> **Set problem**
Can you express the part of the material below that opens with the line containing "Nesting-site review: place a pin on each instance of the beetle" and closes with the line containing "x=355, y=294" as a numbered list, leaving out any blank lines? Include both end lines and nothing outside that span.

> **Data for the task**
────────────────────
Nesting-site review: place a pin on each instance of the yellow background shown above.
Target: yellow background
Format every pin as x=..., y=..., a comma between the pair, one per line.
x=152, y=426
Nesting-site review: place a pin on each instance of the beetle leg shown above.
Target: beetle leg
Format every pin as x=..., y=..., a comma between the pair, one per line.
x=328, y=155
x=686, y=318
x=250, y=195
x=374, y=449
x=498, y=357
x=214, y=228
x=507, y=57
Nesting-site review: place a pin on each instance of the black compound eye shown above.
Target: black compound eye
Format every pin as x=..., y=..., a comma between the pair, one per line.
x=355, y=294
────────────────────
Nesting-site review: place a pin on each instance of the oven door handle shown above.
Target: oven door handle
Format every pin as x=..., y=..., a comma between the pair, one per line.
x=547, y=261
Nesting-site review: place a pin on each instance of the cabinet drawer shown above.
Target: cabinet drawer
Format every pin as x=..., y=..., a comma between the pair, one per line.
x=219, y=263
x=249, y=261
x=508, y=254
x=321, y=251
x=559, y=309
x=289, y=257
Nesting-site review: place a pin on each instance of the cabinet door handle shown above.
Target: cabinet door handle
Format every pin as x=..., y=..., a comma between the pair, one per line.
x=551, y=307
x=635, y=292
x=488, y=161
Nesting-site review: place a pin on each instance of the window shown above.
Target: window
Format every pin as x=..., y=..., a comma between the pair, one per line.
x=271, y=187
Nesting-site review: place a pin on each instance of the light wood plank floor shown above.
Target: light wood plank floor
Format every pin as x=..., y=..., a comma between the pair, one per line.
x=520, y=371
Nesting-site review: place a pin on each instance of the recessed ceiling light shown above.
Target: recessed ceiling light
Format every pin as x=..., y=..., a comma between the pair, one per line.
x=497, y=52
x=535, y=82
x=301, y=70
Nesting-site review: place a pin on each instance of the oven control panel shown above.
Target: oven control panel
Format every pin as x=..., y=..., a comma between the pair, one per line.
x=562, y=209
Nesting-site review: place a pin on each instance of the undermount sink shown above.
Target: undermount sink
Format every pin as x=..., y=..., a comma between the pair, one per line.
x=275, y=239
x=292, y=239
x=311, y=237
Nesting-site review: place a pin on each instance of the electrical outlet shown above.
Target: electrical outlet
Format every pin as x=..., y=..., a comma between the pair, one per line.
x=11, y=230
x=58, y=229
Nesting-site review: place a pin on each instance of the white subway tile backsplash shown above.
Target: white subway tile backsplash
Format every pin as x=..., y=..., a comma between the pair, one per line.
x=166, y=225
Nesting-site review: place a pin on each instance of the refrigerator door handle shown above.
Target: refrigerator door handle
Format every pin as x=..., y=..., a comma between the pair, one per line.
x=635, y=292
────────────────────
> **Solution to the problem**
1. Nesting-site review: place a pin on each instance of the beetle leg shown above.
2. Target: beetle leg
3. Format every pin as x=..., y=..., a comma between the pair, one per line.
4. x=328, y=155
5. x=686, y=318
6. x=250, y=195
7. x=374, y=449
8. x=498, y=357
9. x=214, y=228
10. x=507, y=57
11. Nesting-site review: place a pin on each instance of the black compound eye shown above.
12. Target: black compound eye
13. Format every pin as x=..., y=..., a comma between the pair, one per line.
14. x=355, y=294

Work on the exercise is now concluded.